# Exercise description
Produce the listing below again, exactly as shown.
** begin Material provided **
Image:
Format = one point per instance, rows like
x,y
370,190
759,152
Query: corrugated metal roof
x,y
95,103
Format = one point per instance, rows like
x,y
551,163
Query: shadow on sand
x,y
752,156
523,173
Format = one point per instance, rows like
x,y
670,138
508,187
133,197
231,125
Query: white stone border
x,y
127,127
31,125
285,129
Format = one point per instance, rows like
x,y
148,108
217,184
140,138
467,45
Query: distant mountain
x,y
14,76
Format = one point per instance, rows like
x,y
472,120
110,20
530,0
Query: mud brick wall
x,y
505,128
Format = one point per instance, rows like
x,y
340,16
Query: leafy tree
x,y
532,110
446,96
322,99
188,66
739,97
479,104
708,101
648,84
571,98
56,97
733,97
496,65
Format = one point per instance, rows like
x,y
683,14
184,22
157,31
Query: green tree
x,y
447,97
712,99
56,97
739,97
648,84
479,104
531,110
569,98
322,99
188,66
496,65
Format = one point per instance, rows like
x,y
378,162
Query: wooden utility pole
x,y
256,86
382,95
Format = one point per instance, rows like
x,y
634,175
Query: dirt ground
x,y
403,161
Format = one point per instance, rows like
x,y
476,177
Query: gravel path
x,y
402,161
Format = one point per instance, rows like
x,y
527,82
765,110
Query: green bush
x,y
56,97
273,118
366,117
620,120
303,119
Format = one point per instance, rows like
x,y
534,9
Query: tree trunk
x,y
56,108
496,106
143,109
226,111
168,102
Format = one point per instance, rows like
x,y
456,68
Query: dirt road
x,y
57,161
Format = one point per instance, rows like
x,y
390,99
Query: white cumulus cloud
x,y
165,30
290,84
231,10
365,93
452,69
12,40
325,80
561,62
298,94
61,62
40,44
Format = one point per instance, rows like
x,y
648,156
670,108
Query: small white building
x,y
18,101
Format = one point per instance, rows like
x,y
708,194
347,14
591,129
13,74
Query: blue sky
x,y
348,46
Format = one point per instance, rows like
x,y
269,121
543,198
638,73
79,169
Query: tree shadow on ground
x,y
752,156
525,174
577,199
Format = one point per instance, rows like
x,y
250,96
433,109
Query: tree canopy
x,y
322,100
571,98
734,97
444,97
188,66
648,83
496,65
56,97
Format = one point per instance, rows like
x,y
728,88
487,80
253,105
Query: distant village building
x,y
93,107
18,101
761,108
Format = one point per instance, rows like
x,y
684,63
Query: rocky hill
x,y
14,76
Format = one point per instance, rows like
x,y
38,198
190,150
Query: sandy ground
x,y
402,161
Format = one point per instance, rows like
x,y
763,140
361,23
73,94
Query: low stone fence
** end Material provided **
# Expected answer
Image:
Format = one point per instance, rows like
x,y
370,190
759,152
Query: corrugated metal roof
x,y
95,103
Format = one point per instance, rows like
x,y
551,163
Query: shadow on sand
x,y
752,156
523,173
Format = one point per instance, rows like
x,y
670,138
508,187
133,197
231,125
Query: white stone border
x,y
127,127
31,125
285,129
Format = one point per instance, rows like
x,y
148,108
217,184
140,138
467,45
Query: distant mountain
x,y
14,76
Format = one point per instance, rows like
x,y
472,120
110,20
530,0
Query: mud brick wall
x,y
505,128
Format = one point per instance, rows like
x,y
340,16
Query: leafy tree
x,y
532,110
446,96
322,99
188,66
739,97
479,104
708,101
648,84
571,98
56,97
733,97
496,65
Format = one point per instance, rows like
x,y
683,14
184,22
157,31
Query: green tree
x,y
447,97
712,99
56,97
739,97
648,84
479,104
531,110
569,98
322,99
188,66
496,65
Format = one point per instance, rows like
x,y
378,162
Query: wooden utility pole
x,y
256,86
382,95
Format = one point per instance, rows like
x,y
634,175
Query: dirt ground
x,y
403,161
Format = one point per instance, rows like
x,y
476,177
Query: gravel path
x,y
402,161
Format = one point per instance, rows like
x,y
527,82
765,110
Query: green bush
x,y
56,97
273,118
366,117
620,120
303,119
Format = one point per instance, rows like
x,y
534,9
Query: tree trunk
x,y
56,108
496,106
143,109
226,111
168,102
Format = one point per instance, rows like
x,y
456,68
Query: dirt road
x,y
57,161
Format = one point per instance, rows like
x,y
390,99
Query: white cumulus cloud
x,y
165,30
290,84
231,10
365,93
452,69
12,40
325,80
561,62
298,94
61,62
40,44
Format = one point per instance, rows like
x,y
648,156
670,108
Query: small white building
x,y
18,101
Format = one point per instance, rows like
x,y
708,194
347,14
591,129
13,74
Query: blue sky
x,y
348,46
Format = one point per instance, rows like
x,y
269,121
543,198
638,73
79,169
Query: tree shadow on ground
x,y
752,156
525,174
577,199
Format = one point per instance, rows like
x,y
250,96
433,109
Query: tree canopy
x,y
322,100
571,98
734,97
444,97
188,66
648,83
496,65
56,97
Format = one point per instance, rows like
x,y
728,88
487,80
253,105
Query: distant village building
x,y
93,107
18,101
761,108
Format = one point per instance, rows like
x,y
684,63
Query: rocky hill
x,y
14,76
Format = one point per instance, rows like
x,y
38,198
190,150
Query: sandy ground
x,y
402,161
Format = one point per instance, rows like
x,y
763,140
361,23
73,94
Query: low stone fence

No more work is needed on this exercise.